_Goal of the exercise_
I need the entries printed again word for word, without the images.
++++ Entries supplied
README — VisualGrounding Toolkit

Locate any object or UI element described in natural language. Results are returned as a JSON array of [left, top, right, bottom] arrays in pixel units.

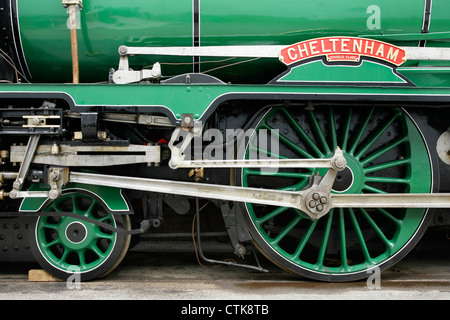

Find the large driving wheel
[[29, 190, 131, 281], [241, 105, 434, 282]]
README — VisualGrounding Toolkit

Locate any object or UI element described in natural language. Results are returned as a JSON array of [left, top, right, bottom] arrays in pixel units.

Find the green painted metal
[[18, 0, 193, 83], [242, 106, 432, 278], [20, 182, 129, 212], [398, 67, 450, 87], [35, 192, 118, 273], [2, 83, 450, 122], [200, 0, 424, 45], [15, 0, 450, 83], [276, 60, 408, 84], [360, 31, 450, 41]]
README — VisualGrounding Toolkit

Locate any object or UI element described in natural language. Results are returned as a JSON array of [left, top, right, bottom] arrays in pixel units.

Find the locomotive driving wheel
[[29, 191, 131, 281], [240, 105, 434, 282]]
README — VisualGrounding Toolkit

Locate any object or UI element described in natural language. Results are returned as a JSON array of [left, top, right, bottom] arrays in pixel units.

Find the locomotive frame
[[0, 0, 450, 282]]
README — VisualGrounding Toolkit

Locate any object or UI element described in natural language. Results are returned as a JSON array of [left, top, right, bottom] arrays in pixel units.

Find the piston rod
[[70, 171, 304, 210], [69, 171, 450, 221], [331, 193, 450, 208]]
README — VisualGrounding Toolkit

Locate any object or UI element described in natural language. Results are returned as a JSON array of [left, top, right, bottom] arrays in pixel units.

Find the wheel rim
[[35, 192, 119, 274], [241, 105, 432, 281]]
++++++++
_Task answer_
README — VisualGrounding Toolkit

Locate any object or UI element described in natural language. Results are returned as a JSON array of [left, top, right, bottom] arrays in pixel units.


Find the large driving wheel
[[29, 190, 131, 281], [241, 105, 434, 282]]
README — VisualGrounding Toolkit

Locate any object or UI element described in natural language. Results are returned as a JSON array of [left, top, right, bottom] arrays in pixel units.

Find the green painted metal
[[18, 0, 193, 83], [242, 106, 432, 278], [20, 182, 129, 212], [398, 67, 450, 87], [35, 192, 118, 273], [2, 83, 450, 122], [200, 0, 424, 45], [15, 0, 450, 83], [276, 60, 408, 84], [360, 31, 450, 41]]
README — VisualGrounding Toolkit

Locate any object or UI element described in natural language. Results are returned as a JSON array of [left, top, right, bottom] arrays in pixel units.

Find the locomotive driving wheel
[[29, 191, 131, 281], [240, 105, 434, 282]]
README — VisualGrounding Toolkit

Locate any object or UI element described in natural language. Results are returned as a JSON array of [left, top, right, bottom] arrays in pixel units.

Find the locomotive frame
[[0, 0, 450, 282]]
README — VisualGrounding Toolkit

Locate any object or UI element described in natural language. Results are returned as a JSON array of [left, top, right, bottom] arrays in pixel units.

Find the piston rod
[[70, 171, 304, 210], [69, 171, 450, 221], [331, 193, 450, 208]]
README — VisualGrounding Toolkit

Locate any object or UI element described in natural language. Results are returned as a JSON array of [left, top, right, bottom] arrays in pixel units.

Find the wheel rim
[[35, 192, 119, 274], [241, 105, 432, 281]]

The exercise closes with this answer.